Friday, November 7, 2008

Free Ride Wi-Fi

As libraries struggle to remain viable institutions and aim to increase their gate counts, they often turn to technology to bring people back in. Many people view libraries as outdated sources of information; however, with technology costs declining, there are a number of things libraries can do to turn those views around. One such method is by providing patrons and the public with Wi-Fi access.
Wi-Fi is the most popular system for setting up a wireless network and has been set up in many locations, such as at malls, hotels, coffee shops, and schools. At many of those locations, patrons can pay a small fee or log on to access the wireless network and through it the Internet. Many libraries are realizing the use of these networks and have been setting them up for their patron. In many locations, the patrons need a library card and with that information they access the network by logging on. While this does provide the patrons with a valuable service, it seems that these systems could be put to better use.
There are some libraries that are offering free and unimpeded access to their Wi-Fi network to the public who come to their facilities. This decision to provide the public with free access to the internet without logging on could in fact be used as a sort of marketing tool for the library. Offering free and unimpeded access to their wireless network and the internet, the library could provide the public with an appealing deal. Instead of paying for Wi-Fi access at other sites or even paying for expensive Internet access at home, people might be willing to go down to the local library and access the Internet through their wireless network. Setting up the system like this could help attract people down to the library and help drive up the gate count. Then these institutions could set up the Internet access so that people using their Wi-Fi would be sent to the library’s website when they open up their browser. By developing a creative website that quickly showcases other services the library offers, the libraries could turn these people into regular patrons, helping them remain viable institutions.

[YOUR OBJECTIVE]:
Reproduce the post on library Wi-Fi starting at "Free Ride Wi-Fi" and ending at "with Wi-Fi access.", replacing "gate counts" with "visitor numbers". The entries come from a separate source.

[ENTRIES PROVIDED]:
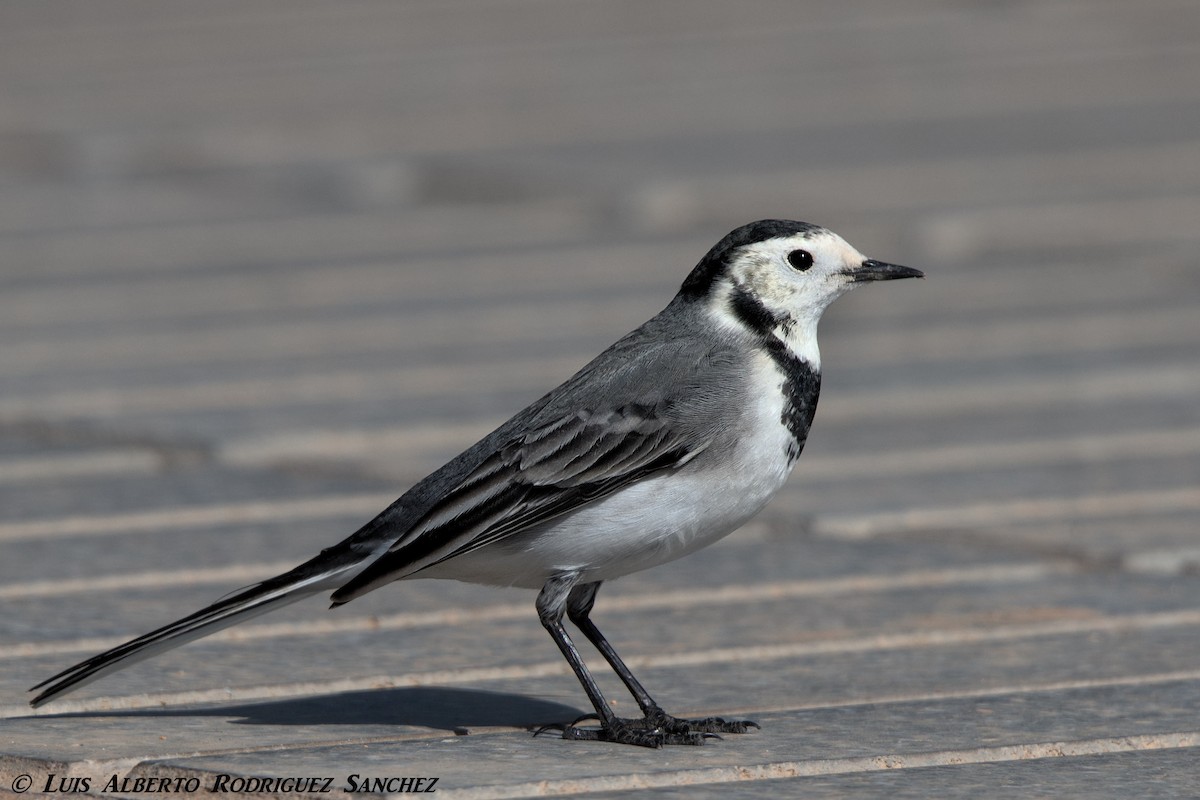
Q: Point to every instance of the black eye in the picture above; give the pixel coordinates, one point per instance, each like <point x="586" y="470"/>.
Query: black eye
<point x="799" y="259"/>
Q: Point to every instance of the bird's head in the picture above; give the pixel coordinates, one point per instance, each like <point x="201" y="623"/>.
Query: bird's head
<point x="778" y="276"/>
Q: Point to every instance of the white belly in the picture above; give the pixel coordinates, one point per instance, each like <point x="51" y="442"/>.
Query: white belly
<point x="652" y="522"/>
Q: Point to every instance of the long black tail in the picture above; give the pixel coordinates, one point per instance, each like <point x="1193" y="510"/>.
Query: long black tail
<point x="309" y="578"/>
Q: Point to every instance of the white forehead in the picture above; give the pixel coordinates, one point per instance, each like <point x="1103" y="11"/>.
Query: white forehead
<point x="826" y="247"/>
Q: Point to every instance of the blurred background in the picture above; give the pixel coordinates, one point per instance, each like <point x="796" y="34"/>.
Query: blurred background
<point x="263" y="265"/>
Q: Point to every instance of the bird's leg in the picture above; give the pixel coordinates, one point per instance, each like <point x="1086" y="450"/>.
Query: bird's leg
<point x="579" y="609"/>
<point x="551" y="607"/>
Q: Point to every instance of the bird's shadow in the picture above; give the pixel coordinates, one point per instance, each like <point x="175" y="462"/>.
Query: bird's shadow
<point x="443" y="709"/>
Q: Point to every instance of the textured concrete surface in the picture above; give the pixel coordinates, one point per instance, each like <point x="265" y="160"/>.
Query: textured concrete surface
<point x="264" y="265"/>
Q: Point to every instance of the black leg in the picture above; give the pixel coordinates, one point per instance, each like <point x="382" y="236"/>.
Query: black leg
<point x="579" y="609"/>
<point x="551" y="606"/>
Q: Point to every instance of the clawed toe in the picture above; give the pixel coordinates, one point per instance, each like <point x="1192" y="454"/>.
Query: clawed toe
<point x="708" y="725"/>
<point x="627" y="732"/>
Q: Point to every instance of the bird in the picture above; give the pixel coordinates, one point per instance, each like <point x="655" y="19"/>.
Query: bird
<point x="666" y="441"/>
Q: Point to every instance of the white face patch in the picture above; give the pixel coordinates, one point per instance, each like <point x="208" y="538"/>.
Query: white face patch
<point x="792" y="299"/>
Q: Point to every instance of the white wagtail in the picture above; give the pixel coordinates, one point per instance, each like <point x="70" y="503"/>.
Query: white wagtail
<point x="665" y="443"/>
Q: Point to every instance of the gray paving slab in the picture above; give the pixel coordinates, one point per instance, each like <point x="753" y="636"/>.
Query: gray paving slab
<point x="265" y="266"/>
<point x="907" y="729"/>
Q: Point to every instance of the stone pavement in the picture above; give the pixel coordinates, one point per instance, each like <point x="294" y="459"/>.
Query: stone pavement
<point x="263" y="265"/>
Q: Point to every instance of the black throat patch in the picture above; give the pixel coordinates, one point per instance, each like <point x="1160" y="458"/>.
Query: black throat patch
<point x="802" y="383"/>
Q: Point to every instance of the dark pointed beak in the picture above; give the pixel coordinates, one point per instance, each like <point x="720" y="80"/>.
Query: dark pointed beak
<point x="873" y="270"/>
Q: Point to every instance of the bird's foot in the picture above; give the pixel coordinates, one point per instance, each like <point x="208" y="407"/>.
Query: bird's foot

[YOUR RESPONSE]:
Free Ride Wi-Fi

As libraries struggle to remain viable institutions and aim to increase their visitor numbers, they often turn to technology to bring people back in. Many people view libraries as outdated sources of information; however, with technology costs declining, there are a number of things libraries can do to turn those views around. One such method is by providing patrons and the public with Wi-Fi access.